EXCERPTED TEXT:
▬▬▬▬▬▬▬▬▬▬

This is an archive of the discontinued LLVM Phabricator instance.

[InlineCost] Remove CallPenalty and change MinSizeThreshold to 5
AcceptedPublic

Authored by jmolloy on Sep 8 2016, 4:59 AM.

Details

Summary

Call instructions had a penalty of 25 applied during inline cost analysis. This seems nonsensical - calls surely don't cost any more than any other instruction when inlined. I presume that the logic was that a call dominates in terms of time so as to diminish the benefits of inlining other instructions. In reality this penalty was applied in some cases and not others, causing skewed behaviour and some pretty glaringly obvious errors. For example:

int g() {
  h();
}
int f() {
  g();
}

With an inline threshold set to zero (which *should* mean no code bloat), we won't inline g into f. This is because there's a call penalty of 25 applied for the call to h(), but there *isn't an equivalent bonus applied for removing the call to g()*! This has caused the inlining threshold for minsize to be set to a default of... 25. Which means that for functions that *don't* have a call in them, we'll accept around 5 instructions of code bloat in minimum size mode!

This call penalty has logic behind it but it's skewing decisions and causing us to try and counterbalance it in strange places. Nuke it.

This improves code size by a percentage point or so over the test-suite in minsize mode, but most importantly removes some really quite glaring clangers of inlining decisions and is a more sane default. The effects on -Os and -O3 is very minimal, because their thresholds are 125 and 225 respectively which are really quite large. However with functions with many calls inside this may change the inlining decision.

Zero would be the obvious choice for minsize, however I've noticed code size regressions when picking 0 - most of these are fixed with a threshold of 5. The reason for this is the cost model isn't accurate - being a little more aggressive allows us to take some risks that sometimes (or often) pay off. For example:

int g(int a) {
  h(0);
}
int f() {
  g();
}

With a threshold of zero we will not inline g into f, because the call to h requires one more argument to set up than the call to g it replaces. In reality this extra parameter will cause negligible code size impact, and we have the possibility of removing g entirely if nothing else references it (happens often when using C++ containers).

I've tested this on the test-suite and it gives decent results. Excluding TSVC (see later):

242 total test executables
68 have a code size improvement from between 0.01% - 4.6% (most of these are tiny, in the 0.01 - 1.00% range)
34 have a code size regression from between 0.01% - 5.3%  (most of these are tiny, in the 0.01 - 1.00% range)
0.07% geomean improvement in code size.

The TSVC benchmarks were excluded because they *improve* in codesize by 40% - their size almost halves. There are 36 of these, with code size improvements ranging from 32% to 45%.

7.55% geomean improvement in code size, with TSVC included in the sample.

These tests were done on Armv7, thumb mode, -Oz. I have confirmed that -O3 looks vaguely similar to how it did before (not surprising - the threshold there is 225 so it less likely to be affected by this change).

Diff Detail

Repository
rL LLVM

Event Timeline

jmolloy updated this revision to Diff 70678.Sep 8 2016, 4:59 AM
jmolloy retitled this revision from to [InlineCost] Remove CallPenalty and change MinSizeThreshold to 5.
jmolloy updated this object.
jmolloy added reviewers: chandlerc, reames.
jmolloy set the repository for this revision to rL LLVM.

▬▬▬▬▬▬▬▬▬▬

DATASET EXTRACT:
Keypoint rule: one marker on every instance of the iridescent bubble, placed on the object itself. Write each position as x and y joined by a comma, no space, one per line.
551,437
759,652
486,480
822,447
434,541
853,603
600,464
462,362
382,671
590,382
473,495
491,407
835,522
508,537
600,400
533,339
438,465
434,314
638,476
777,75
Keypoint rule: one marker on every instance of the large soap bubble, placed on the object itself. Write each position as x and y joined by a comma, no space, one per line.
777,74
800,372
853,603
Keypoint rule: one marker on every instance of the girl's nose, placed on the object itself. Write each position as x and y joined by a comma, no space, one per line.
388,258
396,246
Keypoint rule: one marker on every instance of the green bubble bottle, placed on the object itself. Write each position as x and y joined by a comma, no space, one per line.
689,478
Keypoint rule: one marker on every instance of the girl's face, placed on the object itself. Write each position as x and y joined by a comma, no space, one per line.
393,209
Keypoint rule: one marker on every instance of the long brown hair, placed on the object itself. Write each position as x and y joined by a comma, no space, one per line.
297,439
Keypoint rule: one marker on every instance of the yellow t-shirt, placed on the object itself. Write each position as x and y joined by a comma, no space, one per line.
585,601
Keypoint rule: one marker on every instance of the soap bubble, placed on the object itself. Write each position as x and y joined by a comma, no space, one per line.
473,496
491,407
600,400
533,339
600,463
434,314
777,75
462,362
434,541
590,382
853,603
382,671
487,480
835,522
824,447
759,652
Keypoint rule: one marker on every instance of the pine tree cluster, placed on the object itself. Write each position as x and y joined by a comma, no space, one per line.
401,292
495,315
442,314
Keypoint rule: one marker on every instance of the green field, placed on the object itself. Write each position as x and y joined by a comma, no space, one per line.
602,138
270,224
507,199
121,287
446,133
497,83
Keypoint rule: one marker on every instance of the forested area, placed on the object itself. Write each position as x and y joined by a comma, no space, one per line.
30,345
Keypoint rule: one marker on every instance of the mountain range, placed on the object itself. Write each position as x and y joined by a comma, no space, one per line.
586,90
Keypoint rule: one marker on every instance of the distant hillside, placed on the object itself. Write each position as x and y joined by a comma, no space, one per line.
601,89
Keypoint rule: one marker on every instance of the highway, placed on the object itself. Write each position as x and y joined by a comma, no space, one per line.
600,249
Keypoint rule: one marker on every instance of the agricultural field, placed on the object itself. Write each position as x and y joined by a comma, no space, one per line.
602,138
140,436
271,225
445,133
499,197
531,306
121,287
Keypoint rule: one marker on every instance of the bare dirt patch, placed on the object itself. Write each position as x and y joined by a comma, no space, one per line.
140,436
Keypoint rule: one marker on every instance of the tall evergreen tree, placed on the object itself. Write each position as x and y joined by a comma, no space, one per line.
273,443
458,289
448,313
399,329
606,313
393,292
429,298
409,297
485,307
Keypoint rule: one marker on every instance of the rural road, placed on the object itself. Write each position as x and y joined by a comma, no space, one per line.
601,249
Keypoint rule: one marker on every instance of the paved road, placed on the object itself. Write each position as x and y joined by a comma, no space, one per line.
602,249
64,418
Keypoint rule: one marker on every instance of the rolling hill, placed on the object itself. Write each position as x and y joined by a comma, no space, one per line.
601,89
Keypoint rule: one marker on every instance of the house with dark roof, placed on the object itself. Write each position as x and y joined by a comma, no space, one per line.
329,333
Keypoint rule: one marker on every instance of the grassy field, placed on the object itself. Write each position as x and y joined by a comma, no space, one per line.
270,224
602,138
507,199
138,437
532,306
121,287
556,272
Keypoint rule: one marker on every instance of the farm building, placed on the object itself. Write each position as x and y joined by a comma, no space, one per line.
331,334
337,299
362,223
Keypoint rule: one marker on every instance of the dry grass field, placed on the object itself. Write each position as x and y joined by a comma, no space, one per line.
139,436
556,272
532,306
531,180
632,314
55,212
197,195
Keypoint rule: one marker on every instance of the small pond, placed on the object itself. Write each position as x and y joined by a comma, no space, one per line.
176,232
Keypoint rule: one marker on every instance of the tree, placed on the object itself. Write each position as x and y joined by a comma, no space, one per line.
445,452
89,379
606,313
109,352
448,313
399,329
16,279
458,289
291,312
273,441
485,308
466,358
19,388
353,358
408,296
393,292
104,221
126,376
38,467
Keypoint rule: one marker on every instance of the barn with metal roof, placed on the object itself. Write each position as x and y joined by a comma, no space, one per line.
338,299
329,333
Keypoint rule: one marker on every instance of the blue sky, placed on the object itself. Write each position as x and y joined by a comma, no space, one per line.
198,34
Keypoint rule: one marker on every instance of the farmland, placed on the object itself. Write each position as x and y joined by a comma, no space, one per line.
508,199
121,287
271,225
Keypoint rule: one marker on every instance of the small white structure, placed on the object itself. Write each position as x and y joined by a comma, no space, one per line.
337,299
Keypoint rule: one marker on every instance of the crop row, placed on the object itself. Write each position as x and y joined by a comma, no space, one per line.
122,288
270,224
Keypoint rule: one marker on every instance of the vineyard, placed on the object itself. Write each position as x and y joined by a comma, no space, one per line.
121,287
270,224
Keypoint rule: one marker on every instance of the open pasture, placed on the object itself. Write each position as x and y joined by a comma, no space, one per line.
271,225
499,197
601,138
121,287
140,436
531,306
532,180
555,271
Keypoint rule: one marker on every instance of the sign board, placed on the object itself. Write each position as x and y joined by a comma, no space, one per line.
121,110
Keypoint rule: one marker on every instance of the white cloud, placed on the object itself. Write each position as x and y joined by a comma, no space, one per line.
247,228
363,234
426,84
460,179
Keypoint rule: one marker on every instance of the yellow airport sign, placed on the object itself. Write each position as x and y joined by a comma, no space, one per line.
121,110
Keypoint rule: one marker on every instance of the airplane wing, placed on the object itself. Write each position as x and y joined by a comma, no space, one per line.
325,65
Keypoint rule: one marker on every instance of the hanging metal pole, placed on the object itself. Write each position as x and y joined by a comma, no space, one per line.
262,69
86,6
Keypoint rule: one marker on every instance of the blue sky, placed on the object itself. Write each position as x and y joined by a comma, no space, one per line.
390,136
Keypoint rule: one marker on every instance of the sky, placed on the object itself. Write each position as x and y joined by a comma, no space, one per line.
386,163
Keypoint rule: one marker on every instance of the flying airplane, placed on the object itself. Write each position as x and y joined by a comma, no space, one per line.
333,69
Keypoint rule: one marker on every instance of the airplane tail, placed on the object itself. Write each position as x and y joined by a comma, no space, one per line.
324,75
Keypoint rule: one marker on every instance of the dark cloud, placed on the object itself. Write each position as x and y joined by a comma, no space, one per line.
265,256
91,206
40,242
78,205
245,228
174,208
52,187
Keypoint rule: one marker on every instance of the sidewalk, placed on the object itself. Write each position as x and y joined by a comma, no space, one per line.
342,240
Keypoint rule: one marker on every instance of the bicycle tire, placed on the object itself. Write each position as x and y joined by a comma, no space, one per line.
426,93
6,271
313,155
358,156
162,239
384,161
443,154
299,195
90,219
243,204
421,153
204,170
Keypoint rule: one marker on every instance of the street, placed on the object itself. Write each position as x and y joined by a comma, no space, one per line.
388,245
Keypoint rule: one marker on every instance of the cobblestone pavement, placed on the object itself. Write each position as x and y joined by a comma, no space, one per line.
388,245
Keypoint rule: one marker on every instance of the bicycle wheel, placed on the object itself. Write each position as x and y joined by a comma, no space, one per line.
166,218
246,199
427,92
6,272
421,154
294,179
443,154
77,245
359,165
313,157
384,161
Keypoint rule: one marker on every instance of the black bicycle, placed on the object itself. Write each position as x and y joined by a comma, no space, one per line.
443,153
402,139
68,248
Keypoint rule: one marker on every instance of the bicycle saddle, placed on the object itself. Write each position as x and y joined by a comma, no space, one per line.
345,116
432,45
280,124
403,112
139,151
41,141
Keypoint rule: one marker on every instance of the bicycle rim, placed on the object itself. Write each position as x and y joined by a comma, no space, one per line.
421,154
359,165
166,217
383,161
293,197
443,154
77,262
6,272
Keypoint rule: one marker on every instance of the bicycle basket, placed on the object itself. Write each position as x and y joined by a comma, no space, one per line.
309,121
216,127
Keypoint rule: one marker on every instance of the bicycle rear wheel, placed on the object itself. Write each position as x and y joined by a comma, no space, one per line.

▬▬▬▬▬▬▬▬▬▬

EXERCISE 1: In the inline cost review, what inline thresholds do -Os and -O3 use?
EXERCISE 2: Please carry the inline cost review forward from its last line.

RESPONSE 1: -Os uses 125 and -O3 uses 225.

RESPONSE 2:
jmolloy added a subscriber: llvm-commits.

Keeping in mind that the inliner threshold is (AFAIK) a balance between code-size and performance. With this view, it "makes sense" to have a different cost for calls: they can trigger spilling around the call site and they may need to push args on the stack. Of course the same cost should be applied to the call that is removed in the caller.
I'm not saying that 25 is the best approximation, indeed I'd expect that the number of args to the call play a role.

Hi,

I agree completely, and this is actually already the case. The argument setup is accounted for; currently *on top of* the call penalty.

I see the inline cost metric for performance being highly correlated to IR code size, as the big gains from inlining come from code simplification and constant propagation, which is reflected in number of resulting IR instructions.

Calls on Power are actually slower than a normal instruction, so inlining is even more important for performance. This probably needs some benchmarking and perhaps a way to conditionalize cost. A few more inline comments as well.

Thanks!

-eric

lib/Transforms/Scalar/LoopStrengthReduce.cpp
1064 ↗(On Diff #70678)

Whitespace :)

test/Transforms/Inline/ephemeral.ll
22 ↗(On Diff #70678)

Since you're having to change the function here it seems reasonable to document it a bit more with how the structure of the function is affecting the inlining?

test/Transforms/Inline/inline_minisize.ll
25 ↗(On Diff #70678)

What happened here?

200 ↗(On Diff #70678)

not minsize?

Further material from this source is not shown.